*** Exercise inputs ***

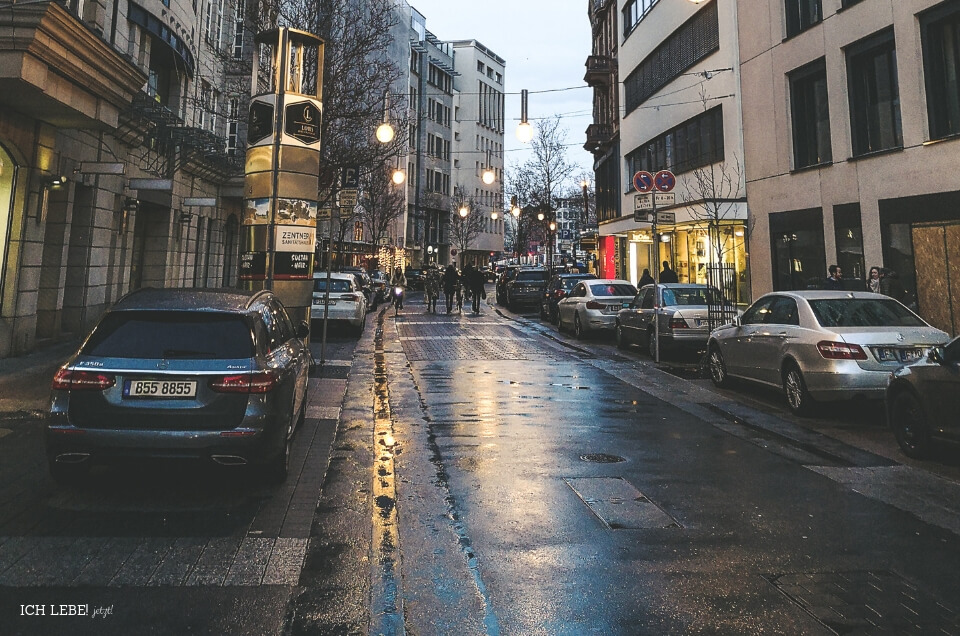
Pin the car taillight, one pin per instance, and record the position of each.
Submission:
(72, 380)
(840, 351)
(258, 382)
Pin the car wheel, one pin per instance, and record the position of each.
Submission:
(795, 390)
(909, 424)
(622, 341)
(718, 368)
(67, 474)
(578, 327)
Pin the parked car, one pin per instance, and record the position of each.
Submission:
(820, 345)
(683, 312)
(345, 300)
(923, 400)
(415, 278)
(592, 305)
(557, 288)
(216, 375)
(525, 287)
(381, 286)
(365, 282)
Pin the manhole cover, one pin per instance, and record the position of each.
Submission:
(602, 458)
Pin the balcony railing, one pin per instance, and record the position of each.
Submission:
(597, 136)
(599, 70)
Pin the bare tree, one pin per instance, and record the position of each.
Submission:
(464, 229)
(383, 203)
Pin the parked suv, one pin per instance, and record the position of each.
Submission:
(557, 289)
(208, 374)
(526, 287)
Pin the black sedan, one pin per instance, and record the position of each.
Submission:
(214, 375)
(923, 400)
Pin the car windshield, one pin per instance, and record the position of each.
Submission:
(170, 334)
(691, 296)
(531, 276)
(613, 289)
(863, 312)
(337, 285)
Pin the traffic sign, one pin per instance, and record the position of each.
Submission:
(664, 181)
(667, 217)
(643, 181)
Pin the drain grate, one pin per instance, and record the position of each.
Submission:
(867, 601)
(602, 458)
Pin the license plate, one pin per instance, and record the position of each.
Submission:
(893, 354)
(159, 388)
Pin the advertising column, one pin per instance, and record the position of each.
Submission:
(282, 167)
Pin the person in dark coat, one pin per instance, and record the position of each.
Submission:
(451, 283)
(476, 282)
(646, 279)
(668, 275)
(834, 279)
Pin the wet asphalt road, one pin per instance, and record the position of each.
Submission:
(484, 475)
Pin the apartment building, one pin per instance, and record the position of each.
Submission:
(851, 120)
(478, 144)
(679, 110)
(121, 163)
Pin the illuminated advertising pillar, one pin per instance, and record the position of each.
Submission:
(283, 163)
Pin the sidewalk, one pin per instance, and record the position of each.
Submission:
(25, 380)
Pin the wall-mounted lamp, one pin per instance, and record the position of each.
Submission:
(524, 129)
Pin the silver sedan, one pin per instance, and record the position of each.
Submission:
(820, 345)
(593, 305)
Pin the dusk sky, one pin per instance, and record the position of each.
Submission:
(545, 45)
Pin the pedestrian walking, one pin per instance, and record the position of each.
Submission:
(645, 279)
(873, 281)
(834, 279)
(431, 287)
(451, 285)
(398, 283)
(667, 275)
(476, 283)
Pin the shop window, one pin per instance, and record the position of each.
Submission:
(940, 31)
(801, 15)
(848, 232)
(874, 94)
(799, 260)
(811, 115)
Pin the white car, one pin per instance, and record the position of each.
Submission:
(345, 301)
(593, 305)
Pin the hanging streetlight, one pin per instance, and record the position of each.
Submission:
(524, 130)
(385, 131)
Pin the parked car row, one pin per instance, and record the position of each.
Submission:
(813, 345)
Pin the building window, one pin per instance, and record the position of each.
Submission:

*** End of Exercise inputs ***

### Problem to work on
Without including any picture, restate every entry above exactly.

### Output
Pin the car taillight, one pin per instance, and record the position of each.
Submission:
(72, 380)
(840, 351)
(258, 382)
Pin the car wheel, one pin per instance, and record the position of each.
Submission:
(795, 390)
(909, 424)
(622, 341)
(718, 368)
(67, 474)
(578, 327)
Pin the parked car, one pin per instance, and record the position of each.
Submission:
(820, 345)
(683, 312)
(345, 300)
(923, 400)
(415, 278)
(592, 305)
(557, 288)
(216, 375)
(525, 287)
(381, 286)
(365, 282)
Pin the manhole cover, one pin per instance, and record the position of each.
Submission:
(602, 458)
Pin the balcony railing, one pin per instance, and record the position of each.
Submission:
(597, 136)
(599, 70)
Pin the bare tree, one pin per instance, and record the position of each.
Submission:
(464, 229)
(383, 203)
Pin the parked suv, one pin per instance, and record the position of each.
Submission:
(557, 289)
(208, 374)
(526, 287)
Pin the black sedan, one pin per instance, and record the position of each.
Submission:
(214, 375)
(923, 400)
Pin the car windshield, one pin per instance, and record the position of each.
Submission:
(170, 334)
(691, 296)
(531, 276)
(613, 289)
(863, 312)
(337, 285)
Pin the traffic sign, one pin per instance, and record the position of each.
Submission:
(664, 181)
(667, 217)
(643, 181)
Pin the drain grate, one pin per instance, and record the position of each.
Submission:
(867, 601)
(602, 458)
Pin the license plate, one pin per instance, and record the position of each.
Submission:
(893, 354)
(159, 388)
Pin the advertising column, one pin per instance, and record the position of each.
Submission:
(282, 167)
Pin the person in dark coat, one pin per instance, and record the position of each.
Submission:
(451, 283)
(476, 282)
(646, 279)
(668, 275)
(834, 279)
Pin the wet asphalt road, one pin per instance, and record the position of each.
Submission:
(484, 475)
Pin the apartment building, one pin per instance, and record the position of each.
Submission:
(851, 120)
(478, 144)
(679, 110)
(121, 163)
Pin the illuminated advertising pillar, one pin per instance, and record the position of each.
Submission:
(283, 163)
Pin the sidewalk, one pin per instance, and record the position of each.
Submission:
(25, 380)
Pin the wall-mounted lamp, one pin per instance, and record the position of each.
Submission:
(524, 129)
Pin the silver sedan, one pin per instance, and record the position of each.
Submission:
(820, 345)
(593, 305)
Pin the dusk sky, one pin per instance, and record the position of each.
Submission:
(545, 45)
Pin the pedestrian walking, one pin per instance, and record the position of each.
Submission:
(645, 279)
(873, 281)
(834, 279)
(431, 287)
(451, 285)
(398, 283)
(667, 275)
(476, 283)
Pin the shop window, one pin per instance, and record the position of each.
Submission:
(940, 31)
(801, 15)
(848, 232)
(874, 94)
(799, 260)
(811, 115)
Pin the white car, one pin per instance, and record the position of each.
Submission:
(345, 301)
(593, 305)
Pin the hanging streetlight, one pin per instance, and record the position of each.
Submission:
(524, 130)
(385, 131)
Pin the parked car row, one pin per instance, and record the position of each.
Submission:
(813, 345)
Pin the building window, one pin per instance, and record the position of each.
Submission:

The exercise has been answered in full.